Saved data entries:
==========
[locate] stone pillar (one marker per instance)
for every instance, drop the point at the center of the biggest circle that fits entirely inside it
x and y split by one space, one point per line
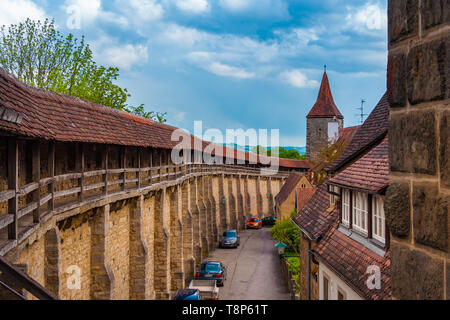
188 232
176 241
138 252
102 278
271 197
417 201
223 198
203 218
195 211
240 202
149 234
247 199
259 198
52 261
231 201
162 247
==========
TASK TO CARRY OUT: Put each line of the material above into a numbered list, leaving out any blank lines and the pictures.

FULL ANSWER:
1. [locate] stone pillar (one marker per instance)
2. for every instance, drop the point at the center of the biggest circle that fits entirely inside it
3. x and y split by one space, one point per line
4. 188 232
5. 176 241
6. 138 252
7. 102 278
8. 271 197
9. 417 201
10. 223 198
11. 203 218
12. 195 211
13. 240 202
14. 149 234
15. 247 199
16. 259 198
17. 52 261
18. 231 201
19. 162 247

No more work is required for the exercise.